_Отрывок для чтения:_
__________

Упомяну только о возмутительнейшей, зверской расправе, учиненной полицией над безоружными демонстрантами. Сообща с дворниками и шпиками озверевшие полицейские жестоко избили случайно подвернувшихся им на Невском, по окончании демонстрации, молодых людей, даже и не принимавших в ней участия, затем этих истерзанных поволокли в участок, где их вновь били смертным боем, а спустя короткое время предали их наскоро состряпанному суду по обвинению в составлении «заговора с целью ниспровержения существующего строя».
В числе участников этого «страшного заговора», выразившегося в том, что небольшая кучка молодежи собралась послушать речь, критиковавшую возмутительные действия правительства, при чем было выкинуто Красное знамя, оказалось четыре еврея. Я знал всех их, а потому поделюсь своими о них впечатлениями.
97
2. НОВАКОВСКАЯ.
В самом начале 70-х годов я встречал в Киеве довольно великовозрастного молодого еврея из типа «ешиботников», о которых я уже выше упоминал. На вид ему было лет 20—21; по-русски он говорил неважно, но был довольно,
начитан и, кажется, готовился, в качестве экстерна, в университет. Фамилия его была Новаковский.

__________

_Сохранённые данные:_
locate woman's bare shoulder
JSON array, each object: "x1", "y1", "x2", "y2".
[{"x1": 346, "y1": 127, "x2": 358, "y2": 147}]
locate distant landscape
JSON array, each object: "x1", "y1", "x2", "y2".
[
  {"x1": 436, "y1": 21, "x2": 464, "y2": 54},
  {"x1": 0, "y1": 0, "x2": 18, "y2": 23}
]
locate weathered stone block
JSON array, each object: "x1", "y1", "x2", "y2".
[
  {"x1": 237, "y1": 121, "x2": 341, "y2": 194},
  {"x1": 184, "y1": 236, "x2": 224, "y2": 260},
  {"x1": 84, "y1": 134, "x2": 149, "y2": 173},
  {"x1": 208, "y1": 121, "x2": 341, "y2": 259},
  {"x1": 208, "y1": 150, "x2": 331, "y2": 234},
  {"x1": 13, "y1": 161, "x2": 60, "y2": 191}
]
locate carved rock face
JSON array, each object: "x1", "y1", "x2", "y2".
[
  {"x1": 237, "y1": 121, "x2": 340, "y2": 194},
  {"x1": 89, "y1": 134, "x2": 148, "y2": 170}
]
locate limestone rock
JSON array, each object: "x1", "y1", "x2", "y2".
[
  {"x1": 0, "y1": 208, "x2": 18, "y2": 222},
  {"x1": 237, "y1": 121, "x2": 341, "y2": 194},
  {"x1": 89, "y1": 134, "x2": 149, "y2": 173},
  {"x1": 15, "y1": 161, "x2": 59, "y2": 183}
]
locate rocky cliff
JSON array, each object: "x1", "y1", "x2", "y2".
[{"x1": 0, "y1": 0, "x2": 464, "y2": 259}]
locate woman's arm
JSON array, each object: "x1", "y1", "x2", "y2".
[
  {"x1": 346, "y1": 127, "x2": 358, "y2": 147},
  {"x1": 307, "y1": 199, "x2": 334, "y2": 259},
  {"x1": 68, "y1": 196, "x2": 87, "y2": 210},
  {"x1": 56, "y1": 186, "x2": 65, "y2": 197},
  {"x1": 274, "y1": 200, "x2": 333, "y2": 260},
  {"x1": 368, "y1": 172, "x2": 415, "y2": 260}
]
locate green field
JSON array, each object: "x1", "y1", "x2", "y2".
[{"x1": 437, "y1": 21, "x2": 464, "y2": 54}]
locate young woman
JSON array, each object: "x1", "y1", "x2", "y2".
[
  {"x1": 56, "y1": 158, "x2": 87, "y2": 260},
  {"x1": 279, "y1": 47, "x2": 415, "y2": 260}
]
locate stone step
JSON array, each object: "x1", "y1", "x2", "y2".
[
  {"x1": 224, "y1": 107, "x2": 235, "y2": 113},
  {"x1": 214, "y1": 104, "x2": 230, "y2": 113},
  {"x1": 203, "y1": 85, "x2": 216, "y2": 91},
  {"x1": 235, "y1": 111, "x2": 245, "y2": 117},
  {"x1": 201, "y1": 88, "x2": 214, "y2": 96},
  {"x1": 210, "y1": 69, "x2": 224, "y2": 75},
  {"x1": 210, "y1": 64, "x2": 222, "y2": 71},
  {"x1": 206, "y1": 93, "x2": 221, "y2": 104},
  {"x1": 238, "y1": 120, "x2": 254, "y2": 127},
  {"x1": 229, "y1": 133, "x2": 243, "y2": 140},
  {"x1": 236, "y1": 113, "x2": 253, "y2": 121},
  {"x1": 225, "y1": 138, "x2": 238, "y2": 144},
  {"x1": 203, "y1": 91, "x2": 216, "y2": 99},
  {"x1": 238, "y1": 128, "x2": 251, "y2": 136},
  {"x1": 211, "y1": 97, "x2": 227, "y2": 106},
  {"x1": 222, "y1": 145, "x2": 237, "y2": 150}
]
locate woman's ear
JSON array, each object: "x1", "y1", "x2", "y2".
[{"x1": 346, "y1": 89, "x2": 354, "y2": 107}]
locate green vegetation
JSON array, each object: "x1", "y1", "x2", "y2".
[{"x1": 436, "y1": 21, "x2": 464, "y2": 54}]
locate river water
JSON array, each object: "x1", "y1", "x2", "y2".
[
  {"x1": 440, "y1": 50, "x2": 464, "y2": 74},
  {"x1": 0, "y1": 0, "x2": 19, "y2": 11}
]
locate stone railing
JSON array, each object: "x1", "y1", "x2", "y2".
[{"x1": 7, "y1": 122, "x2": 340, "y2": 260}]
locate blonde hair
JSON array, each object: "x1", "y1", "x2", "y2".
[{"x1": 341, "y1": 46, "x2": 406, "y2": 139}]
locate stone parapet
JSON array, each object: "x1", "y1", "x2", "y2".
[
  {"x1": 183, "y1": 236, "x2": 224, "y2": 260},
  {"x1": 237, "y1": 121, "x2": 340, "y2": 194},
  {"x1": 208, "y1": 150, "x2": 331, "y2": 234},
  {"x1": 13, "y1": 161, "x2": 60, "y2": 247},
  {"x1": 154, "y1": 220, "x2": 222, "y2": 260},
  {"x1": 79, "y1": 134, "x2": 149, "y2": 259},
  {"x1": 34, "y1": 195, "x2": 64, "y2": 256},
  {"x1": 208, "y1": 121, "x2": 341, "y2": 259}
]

__________

_Ваша задача:_
Подхватите отрывок о полицейской расправе над демонстрантами и их судьбе: напишите продолжение, которое начинается сразу после его последнего предложения.

_Ответ к упражнению:_
Длинный, худой, с бледным продолговатым лицом, окаймленным небольшой черной бородой,—Новаковский при первом знакомстве произвел на меня впечатление «человека не от мира сего». Казалось, его мало или вовсе не интересует все мелкое, преходящее, происходящее на нашей планете,— в этой юдоли печали, где ежедневно совершаются массы несправедливостей и проливаются потоки крови и слез. В действительности, было не совсем так, Новаковский имел чрезвычайно чувствительное и отзывчивое сердце, бившееся в унисон с сердцами всех страждущих и всей тогдашней передовой молодежи.
Судьба, казалось, улыбнулась ему: бедный экстерн, временами не знавший, быть может, где преклонить голову, встретился с интеллигентной, симпатичной девушкой, которую полюбил и у которой пользовался взаимностью. Довольно состоятельные родители ее согласились на ее брак с молодым образованным евреем и снабдили ее двумя или тремя,—не знаю в точности,—тысячами приданого.
Идеал, о котором недавний «ешиботник» не позволял себе даже мечтать, вдруг осуществился в действительности: он получил возможность в течение нескольких лет, без всяких забот о насущном пропитании, предаваться умственным занятиям, с головою окунуться в безбрежный океан идей, знаний, наук.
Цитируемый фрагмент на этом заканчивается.